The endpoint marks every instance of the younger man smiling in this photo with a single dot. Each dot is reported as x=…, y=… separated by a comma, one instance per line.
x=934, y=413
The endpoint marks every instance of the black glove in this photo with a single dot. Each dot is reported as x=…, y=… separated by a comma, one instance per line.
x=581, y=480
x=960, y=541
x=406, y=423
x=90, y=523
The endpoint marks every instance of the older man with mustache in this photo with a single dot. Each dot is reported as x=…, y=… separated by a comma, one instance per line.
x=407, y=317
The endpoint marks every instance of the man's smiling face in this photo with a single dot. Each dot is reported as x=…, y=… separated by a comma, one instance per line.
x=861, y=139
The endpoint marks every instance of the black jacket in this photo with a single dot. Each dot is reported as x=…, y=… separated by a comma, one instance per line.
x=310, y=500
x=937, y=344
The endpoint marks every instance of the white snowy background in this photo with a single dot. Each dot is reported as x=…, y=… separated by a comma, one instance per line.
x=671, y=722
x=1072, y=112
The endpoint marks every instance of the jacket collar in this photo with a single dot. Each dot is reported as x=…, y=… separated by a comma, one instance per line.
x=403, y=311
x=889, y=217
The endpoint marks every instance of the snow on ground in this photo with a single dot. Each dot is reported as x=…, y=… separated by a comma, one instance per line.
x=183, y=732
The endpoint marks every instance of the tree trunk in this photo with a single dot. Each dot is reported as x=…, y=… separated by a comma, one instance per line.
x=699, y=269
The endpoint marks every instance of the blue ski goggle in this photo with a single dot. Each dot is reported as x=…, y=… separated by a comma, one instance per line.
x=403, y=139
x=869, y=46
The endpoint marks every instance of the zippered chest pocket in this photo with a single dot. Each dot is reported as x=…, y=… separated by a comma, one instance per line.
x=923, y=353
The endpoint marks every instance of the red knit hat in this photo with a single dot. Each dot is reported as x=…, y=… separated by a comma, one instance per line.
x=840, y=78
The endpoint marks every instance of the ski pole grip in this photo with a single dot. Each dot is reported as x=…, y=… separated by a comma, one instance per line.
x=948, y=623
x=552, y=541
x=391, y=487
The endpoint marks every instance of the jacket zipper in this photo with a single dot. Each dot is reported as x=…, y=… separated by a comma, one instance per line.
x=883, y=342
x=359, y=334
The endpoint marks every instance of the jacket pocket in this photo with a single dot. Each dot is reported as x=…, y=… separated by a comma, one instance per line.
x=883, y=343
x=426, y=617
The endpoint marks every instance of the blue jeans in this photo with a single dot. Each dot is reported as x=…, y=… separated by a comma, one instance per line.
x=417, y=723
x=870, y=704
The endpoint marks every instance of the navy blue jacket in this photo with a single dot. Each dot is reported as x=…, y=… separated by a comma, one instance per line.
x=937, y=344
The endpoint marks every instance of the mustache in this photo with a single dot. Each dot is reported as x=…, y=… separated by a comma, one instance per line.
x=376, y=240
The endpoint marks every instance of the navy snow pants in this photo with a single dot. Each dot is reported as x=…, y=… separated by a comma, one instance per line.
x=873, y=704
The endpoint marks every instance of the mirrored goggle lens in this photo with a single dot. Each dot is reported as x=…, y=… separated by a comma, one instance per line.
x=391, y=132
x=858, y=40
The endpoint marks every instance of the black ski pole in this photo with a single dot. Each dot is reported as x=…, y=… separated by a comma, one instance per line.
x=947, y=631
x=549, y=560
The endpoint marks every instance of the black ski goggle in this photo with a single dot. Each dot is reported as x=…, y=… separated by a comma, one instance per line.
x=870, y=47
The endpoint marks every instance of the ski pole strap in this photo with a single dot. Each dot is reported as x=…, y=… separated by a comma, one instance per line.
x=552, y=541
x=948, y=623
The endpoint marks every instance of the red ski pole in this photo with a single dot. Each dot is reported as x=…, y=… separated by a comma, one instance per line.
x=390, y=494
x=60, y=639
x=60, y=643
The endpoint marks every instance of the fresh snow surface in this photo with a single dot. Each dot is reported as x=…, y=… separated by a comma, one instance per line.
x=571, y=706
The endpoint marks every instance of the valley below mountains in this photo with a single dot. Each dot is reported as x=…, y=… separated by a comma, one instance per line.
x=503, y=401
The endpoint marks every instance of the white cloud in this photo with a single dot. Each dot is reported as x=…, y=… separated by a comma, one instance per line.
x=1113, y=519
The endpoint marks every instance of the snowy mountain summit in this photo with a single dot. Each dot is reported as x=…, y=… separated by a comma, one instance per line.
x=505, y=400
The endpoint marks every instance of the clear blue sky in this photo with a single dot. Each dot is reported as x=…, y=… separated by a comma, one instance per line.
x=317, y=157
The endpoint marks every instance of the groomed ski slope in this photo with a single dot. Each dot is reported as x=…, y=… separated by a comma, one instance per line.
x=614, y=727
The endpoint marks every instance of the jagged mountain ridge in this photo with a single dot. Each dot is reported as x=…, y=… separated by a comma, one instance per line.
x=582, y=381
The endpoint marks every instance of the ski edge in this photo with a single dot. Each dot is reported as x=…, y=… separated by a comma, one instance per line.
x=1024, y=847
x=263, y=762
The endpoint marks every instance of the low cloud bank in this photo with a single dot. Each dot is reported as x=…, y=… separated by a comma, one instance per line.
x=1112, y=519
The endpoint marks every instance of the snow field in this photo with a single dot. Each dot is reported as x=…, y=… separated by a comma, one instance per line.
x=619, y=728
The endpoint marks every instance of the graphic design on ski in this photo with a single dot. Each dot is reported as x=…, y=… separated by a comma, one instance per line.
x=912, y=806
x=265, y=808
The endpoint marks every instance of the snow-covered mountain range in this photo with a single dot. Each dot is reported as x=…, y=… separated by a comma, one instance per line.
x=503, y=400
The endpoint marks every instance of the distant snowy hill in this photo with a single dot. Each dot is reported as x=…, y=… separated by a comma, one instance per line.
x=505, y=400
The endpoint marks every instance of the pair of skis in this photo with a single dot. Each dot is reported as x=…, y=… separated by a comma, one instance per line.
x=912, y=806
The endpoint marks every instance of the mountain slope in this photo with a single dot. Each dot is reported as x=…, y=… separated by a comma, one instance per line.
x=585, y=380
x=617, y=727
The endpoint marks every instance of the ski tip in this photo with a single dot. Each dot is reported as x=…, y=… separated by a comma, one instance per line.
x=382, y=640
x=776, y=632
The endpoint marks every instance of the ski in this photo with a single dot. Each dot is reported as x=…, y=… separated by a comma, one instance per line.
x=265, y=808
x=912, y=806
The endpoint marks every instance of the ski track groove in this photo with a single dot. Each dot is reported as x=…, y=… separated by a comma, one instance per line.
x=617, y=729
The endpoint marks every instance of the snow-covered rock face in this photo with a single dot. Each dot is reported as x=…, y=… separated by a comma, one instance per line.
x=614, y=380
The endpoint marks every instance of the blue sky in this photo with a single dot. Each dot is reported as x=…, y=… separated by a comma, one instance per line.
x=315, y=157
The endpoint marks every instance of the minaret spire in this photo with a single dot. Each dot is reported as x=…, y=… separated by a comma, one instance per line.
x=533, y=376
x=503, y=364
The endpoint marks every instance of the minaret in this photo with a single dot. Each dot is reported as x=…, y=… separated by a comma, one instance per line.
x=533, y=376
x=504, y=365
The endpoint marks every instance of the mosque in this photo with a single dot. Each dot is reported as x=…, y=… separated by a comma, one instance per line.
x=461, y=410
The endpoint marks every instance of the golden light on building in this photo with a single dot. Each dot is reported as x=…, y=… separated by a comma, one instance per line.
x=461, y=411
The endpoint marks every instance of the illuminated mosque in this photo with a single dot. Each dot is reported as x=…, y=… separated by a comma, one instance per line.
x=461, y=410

**TASK TO CARRY OUT:** The full listing has to be duplicated exactly.

**EXERCISE ANSWER:**
The endpoint marks every instance of the younger man smiling in this photo with a single dot. Each dot is reported as x=…, y=… separated by a comma, one instance per line.
x=934, y=413
The endpoint marks every instance of the black glove in this photo with a single dot. Each dot is reported as x=…, y=… separated by a comma, one instance per line.
x=581, y=480
x=960, y=541
x=406, y=423
x=90, y=523
The endpoint marks every instance of the older man with mustache in this photo with a single dot. Each dot is reported as x=…, y=… separated by a comma, one instance per line.
x=407, y=317
The endpoint marks every instance of the man's smiling face in this photo with a single dot. Each dot is reported as x=…, y=… separated by a comma, one instance per line.
x=861, y=139
The endpoint marks every instance of the black jacket in this photo with a single dot. Each dot is reported as x=…, y=… separated by a comma, one instance per line.
x=310, y=500
x=937, y=344
The endpoint marks every instance of the white snowy background in this photo with a single dot. Each dot is reported as x=…, y=… separated by a comma, one instance per line.
x=671, y=722
x=1072, y=112
The endpoint marks every instance of the jacket collar in this photo with a single dot. Each dot is reported as x=…, y=… separated by a comma, one instance per line.
x=403, y=311
x=889, y=217
The endpoint marks every instance of the snow on ground in this photo with a single dot. Each dot is reported as x=…, y=… separated by a comma, one instance per line.
x=183, y=732
The endpoint marks every instance of the tree trunk in this photo with a single dot. Each dot is reported as x=…, y=… separated by a comma, one instance per line.
x=699, y=269
The endpoint marks every instance of the blue ski goggle in this photo with a single dot. Each dot is reported as x=…, y=… separated by a comma, one instance per line.
x=403, y=139
x=869, y=46
The endpoint marks every instance of the zippered chest pocket in this photo with a single dot. Each dot is reported as x=…, y=… separated by a comma, one instance per line.
x=923, y=353
The endpoint marks every instance of the red knit hat in this photo with a single dot. Each dot is reported as x=…, y=… separated by a comma, one instance per line.
x=840, y=78
The endpoint marks every instance of the ski pole grip in this photo with a single dot. Each dot is reported as x=…, y=… separated by a comma, one instance per line.
x=948, y=623
x=552, y=541
x=391, y=487
The endpoint marks every instance of the jacket zipper in this photo with a single dot. Each dot is reported as x=…, y=… separated by a comma, one instance per line.
x=883, y=342
x=359, y=334
The endpoint marks every instance of the jacket pocket in this photo with a single dot. Each dot is reported as x=…, y=… separated by a comma, one instance per line.
x=883, y=343
x=426, y=617
The endpoint marks every instance of the blue jeans in this photo with a single dot. Each dot is reported as x=…, y=… separated by a comma, one instance per line.
x=417, y=723
x=870, y=704
The endpoint marks every instance of the navy blue jacket in this photo with a single dot. Each dot is reported as x=…, y=… separated by a comma, one instance per line.
x=937, y=344
The endpoint marks every instance of the mustache in this photo with a single dot. Each dot is reported as x=…, y=… separated by a comma, one instance per line.
x=376, y=240
The endpoint marks every instance of the navy snow pants in this photo with a single dot. Each dot is reported as x=…, y=… separated by a comma, one instance per line.
x=873, y=704
The endpoint marks every instance of the mirrored goggle lens in this photo with a single dot. Each dot is reported as x=…, y=… separated by a comma, one instance per line.
x=391, y=132
x=858, y=40
The endpoint marks every instance of the black ski pole in this photo with a single dot. Each dot is reported as x=…, y=… separated by a comma, one instance per line.
x=947, y=631
x=549, y=560
The endpoint marks every instance of the black ski goggle in this photo with a single dot. Each dot is reported as x=…, y=… separated by a comma, one instance per line.
x=870, y=47
The endpoint marks every instance of the ski pole strap in this photo with a single dot. Each dot is reported as x=…, y=… separated by a comma, one instance per line.
x=552, y=541
x=948, y=623
The endpoint marks every instance of the red ski pole in this photo with a single dot. Each dot is reported as x=…, y=… separated by a comma, one instance per line.
x=390, y=494
x=60, y=639
x=60, y=643
The endpoint marks every instance of the fresh snow surface in this photo with a single dot. Each dot is reported as x=…, y=… separated by a comma, one instance per line.
x=571, y=706
The endpoint marks every instance of the valley below mountains in this photo with a single dot. Each dot is reported as x=…, y=… separated by a comma, one instance per line.
x=503, y=401
The endpoint marks every instance of the white cloud in this photo with a single dot. Each dot is reported as x=…, y=… separated by a comma, one instance per line.
x=1113, y=519
The endpoint marks every instance of the snowy mountain summit in this photo with a single dot. Each dot is reported as x=…, y=… separated by a comma, one instance per line.
x=505, y=400
The endpoint marks every instance of the clear blue sky in this photo with a single dot. Each dot is reported as x=…, y=… separated by a comma, one instance per line.
x=317, y=157
The endpoint marks every instance of the groomed ski slope in this photo with a single dot. Each dot is reported as x=…, y=… separated by a comma, one instance per line.
x=614, y=727
The endpoint marks every instance of the jagged mountain ridge in this photo with a single dot. Each dot is reported as x=…, y=… separated by a comma, one instance per line.
x=582, y=381
The endpoint marks every instance of the ski edge in this photo with a single dot. Each dot is reported as x=…, y=… separated by a comma, one instance per line.
x=1024, y=847
x=263, y=762
The endpoint marks every instance of the low cloud bank in this photo with a single dot. Each dot is reported as x=…, y=… separated by a comma, one instance per line.
x=1112, y=519
The endpoint marks every instance of the snow field in this photo with a single dot. Each dot is reported as x=…, y=… separated by a comma, one instance per line.
x=619, y=728
The endpoint marks every instance of the graphic design on ski in this photo with a single dot. Each dot is reported as x=…, y=… separated by a comma, one instance per line.
x=912, y=806
x=265, y=808
The endpoint marks every instance of the snow-covered mountain range in this photo with a single dot. Each dot is reported as x=…, y=… separated by a comma, one instance per line.
x=503, y=400
The endpoint marks every instance of the distant snowy hill in this photo with a single dot. Each dot is reported as x=…, y=… separated by a comma, one instance per line.
x=505, y=400
The endpoint marks every instance of the pair of skis in this photo with a single dot. Each dot is reported as x=…, y=… separated by a comma, one instance per line.
x=912, y=806
The endpoint marks every instance of the mountain slope in this photo with a single dot. Each dot is reported as x=…, y=… separated by a comma, one instance per line.
x=585, y=380
x=617, y=727
The endpoint marks every instance of the ski tip in this photo with a single dot. Each dot is reported as x=…, y=… separated by a comma, one instance per line.
x=382, y=640
x=776, y=632
The endpoint marks every instance of the ski in this photo with a single dot. Each dot is reported as x=…, y=… separated by a comma, one instance per line.
x=265, y=808
x=912, y=806
The endpoint marks every instance of the ski track groove in this photo with a single dot. Each dot is reported as x=…, y=… separated by a comma, one instance per line.
x=617, y=729
The endpoint marks every instance of the snow-covered rock face in this photo with a single dot. Each dot is reported as x=…, y=… separated by a comma, one instance per line.
x=614, y=380
The endpoint marks every instance of the blue sky in this photo with a single dot. Each dot is reported as x=…, y=… separated by a comma, one instance per line.
x=315, y=157
The endpoint marks every instance of the minaret spire in this photo with a single dot. Each dot is reported as x=…, y=… separated by a comma, one instance per line.
x=533, y=376
x=503, y=364
The endpoint marks every instance of the minaret in this photo with a single dot. Each dot is reported as x=…, y=… separated by a comma, one instance per line.
x=533, y=376
x=504, y=365
The endpoint marks every instance of the mosque in this photo with a single dot. Each dot is reported as x=…, y=… separated by a comma, one instance per line.
x=461, y=410
The endpoint marks every instance of the golden light on building in this photo with a single dot. Each dot is reported as x=…, y=… separated by a comma, one instance per line.
x=461, y=411
The endpoint marks every instance of the illuminated mosque in this photo with a single dot. Each dot is reported as x=…, y=… separated by a comma, one instance per line.
x=461, y=410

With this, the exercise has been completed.